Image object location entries
========================
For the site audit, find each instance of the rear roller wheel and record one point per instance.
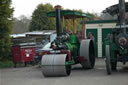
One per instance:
(108, 62)
(87, 51)
(114, 66)
(55, 65)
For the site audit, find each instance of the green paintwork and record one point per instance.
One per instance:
(73, 44)
(71, 14)
(94, 33)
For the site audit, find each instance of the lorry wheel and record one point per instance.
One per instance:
(87, 51)
(107, 60)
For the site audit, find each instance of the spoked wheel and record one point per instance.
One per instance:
(55, 65)
(87, 51)
(108, 62)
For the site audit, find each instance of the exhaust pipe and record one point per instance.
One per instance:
(122, 12)
(58, 20)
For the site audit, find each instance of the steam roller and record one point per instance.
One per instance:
(70, 47)
(116, 45)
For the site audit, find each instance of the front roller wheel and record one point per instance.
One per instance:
(107, 60)
(87, 51)
(55, 65)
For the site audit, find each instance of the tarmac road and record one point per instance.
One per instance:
(33, 76)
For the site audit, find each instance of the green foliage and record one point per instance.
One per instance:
(6, 25)
(40, 21)
(21, 24)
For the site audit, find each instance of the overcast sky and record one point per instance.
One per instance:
(26, 7)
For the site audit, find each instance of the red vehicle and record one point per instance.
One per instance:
(23, 53)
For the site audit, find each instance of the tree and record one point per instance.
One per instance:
(6, 25)
(21, 24)
(40, 21)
========================
Convert the records into a Markdown table with the columns "Row" and "Line," omitting any blank lines. Begin at the line that contains "For the site audit, find each instance of the overcast" and stop after the final line of the records.

→ **The solution**
| Row | Line |
|---|---|
| 1 | For the site audit, find each instance of the overcast sky and record one point per instance. |
| 2 | One per instance: |
| 3 | (26, 7) |
| 4 | For the site audit, find each instance of the red vehicle and record one point per instance. |
| 5 | One per instance: |
| 6 | (23, 53) |
| 7 | For the site audit, find each instance of the tree and record one point per instance. |
| 8 | One per instance: |
| 9 | (6, 25) |
| 10 | (21, 24) |
| 11 | (40, 21) |